— TO BE DONE —
Quote, without any change, the line that contains "Identify every instance of the black t-shirt" and all lines that follow it to the end of the data below.

(Records from a data source)
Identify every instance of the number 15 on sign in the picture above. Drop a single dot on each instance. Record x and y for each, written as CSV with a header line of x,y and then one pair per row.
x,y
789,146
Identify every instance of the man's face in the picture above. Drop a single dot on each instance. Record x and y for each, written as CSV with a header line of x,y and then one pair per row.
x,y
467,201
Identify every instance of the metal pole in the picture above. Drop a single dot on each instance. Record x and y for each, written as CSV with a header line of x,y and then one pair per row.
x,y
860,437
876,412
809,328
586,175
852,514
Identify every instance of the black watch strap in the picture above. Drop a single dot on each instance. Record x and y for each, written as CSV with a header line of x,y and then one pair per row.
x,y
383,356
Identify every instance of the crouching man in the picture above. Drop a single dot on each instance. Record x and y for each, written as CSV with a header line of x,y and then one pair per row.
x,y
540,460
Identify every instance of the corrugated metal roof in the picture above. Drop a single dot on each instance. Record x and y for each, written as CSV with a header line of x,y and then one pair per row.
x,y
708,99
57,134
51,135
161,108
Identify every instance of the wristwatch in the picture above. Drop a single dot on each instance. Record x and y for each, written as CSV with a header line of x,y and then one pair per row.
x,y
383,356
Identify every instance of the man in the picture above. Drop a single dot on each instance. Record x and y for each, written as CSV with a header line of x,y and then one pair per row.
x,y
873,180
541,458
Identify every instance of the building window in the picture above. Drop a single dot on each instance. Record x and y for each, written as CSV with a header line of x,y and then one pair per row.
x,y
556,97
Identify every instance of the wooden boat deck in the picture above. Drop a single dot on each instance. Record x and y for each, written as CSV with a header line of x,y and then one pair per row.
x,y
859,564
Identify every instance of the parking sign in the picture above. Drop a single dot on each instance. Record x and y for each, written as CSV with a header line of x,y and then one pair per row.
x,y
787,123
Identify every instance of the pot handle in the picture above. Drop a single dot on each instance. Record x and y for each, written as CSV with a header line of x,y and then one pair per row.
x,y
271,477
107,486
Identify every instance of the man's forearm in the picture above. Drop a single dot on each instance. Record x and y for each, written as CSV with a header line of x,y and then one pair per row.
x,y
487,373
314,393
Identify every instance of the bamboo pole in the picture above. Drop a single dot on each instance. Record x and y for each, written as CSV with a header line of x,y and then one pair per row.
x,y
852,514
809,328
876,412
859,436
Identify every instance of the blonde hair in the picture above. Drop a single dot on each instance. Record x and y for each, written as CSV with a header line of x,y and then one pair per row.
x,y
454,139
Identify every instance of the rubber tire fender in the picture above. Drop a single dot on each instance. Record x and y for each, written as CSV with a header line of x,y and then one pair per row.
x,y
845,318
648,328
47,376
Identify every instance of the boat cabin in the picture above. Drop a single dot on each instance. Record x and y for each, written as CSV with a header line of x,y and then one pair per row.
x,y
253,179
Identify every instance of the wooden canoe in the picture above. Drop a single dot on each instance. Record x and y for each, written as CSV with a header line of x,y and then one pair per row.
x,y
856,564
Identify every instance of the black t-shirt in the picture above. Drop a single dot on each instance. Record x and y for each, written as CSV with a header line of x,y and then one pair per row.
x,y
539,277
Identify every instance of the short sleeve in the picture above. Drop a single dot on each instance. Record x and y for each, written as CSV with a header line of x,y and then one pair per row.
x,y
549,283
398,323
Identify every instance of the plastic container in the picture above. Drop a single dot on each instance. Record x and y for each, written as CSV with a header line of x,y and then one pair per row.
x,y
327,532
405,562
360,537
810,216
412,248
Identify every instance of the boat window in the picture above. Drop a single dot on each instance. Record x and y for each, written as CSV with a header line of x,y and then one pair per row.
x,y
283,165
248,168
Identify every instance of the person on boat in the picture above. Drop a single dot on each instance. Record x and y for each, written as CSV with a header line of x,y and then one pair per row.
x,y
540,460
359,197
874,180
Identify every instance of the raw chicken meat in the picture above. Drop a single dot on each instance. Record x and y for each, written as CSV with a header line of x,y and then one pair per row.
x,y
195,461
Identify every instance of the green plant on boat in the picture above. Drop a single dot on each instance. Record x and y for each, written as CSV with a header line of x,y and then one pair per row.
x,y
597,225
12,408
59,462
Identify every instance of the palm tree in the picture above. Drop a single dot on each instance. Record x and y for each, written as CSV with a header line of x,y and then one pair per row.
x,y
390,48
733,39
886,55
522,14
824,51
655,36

— RESPONSE TO THIS TASK —
Identify every instance of the black t-shirt in the picture above. Drop a single dot on each instance. Record x and y for each, written as CSV with a header line of x,y and then one pair per row.
x,y
539,277
Identify every instance of the short sleeve in the picture above. Drop a single dot on each instance. Record x and y for each, written as CSV with a header line of x,y and then one pair per row.
x,y
549,283
398,323
Identify every instance of the plastic container in the picture above. Drop a single dot on each instance. Record x and y for each, written as CSV with a header line of x,y and then one pair per row.
x,y
327,532
405,562
360,537
810,216
412,248
Identify every instance of the boat window in the picture above. Drop a single dot on each instance. Record x and y for each, written as CSV with a header line of x,y and then one pair per row.
x,y
283,165
248,168
Identify every instance of the person on boat in the picture above. Drop a single dot on each instance. Record x and y for each, written as CSV with a header line of x,y and then one pair per row.
x,y
540,460
359,197
874,180
Identify every instance of the raw chicken meat in the picture above. Drop a single dot on each instance. Record x and y for each, written as CSV with a header line of x,y and then one pair per row.
x,y
195,461
Identify every instance of the green plant on boat in the picture above. Drop a single dot on each instance. Record x and y for each, written as CSV with a header line of x,y and then one pair per row.
x,y
597,225
12,408
59,462
Identify every instance of the palm tree in the picture above. Drop a single dot on each instance. Record x and y for each, written as CSV with a header line of x,y and then one pair per row.
x,y
390,48
733,39
886,55
522,14
824,51
655,36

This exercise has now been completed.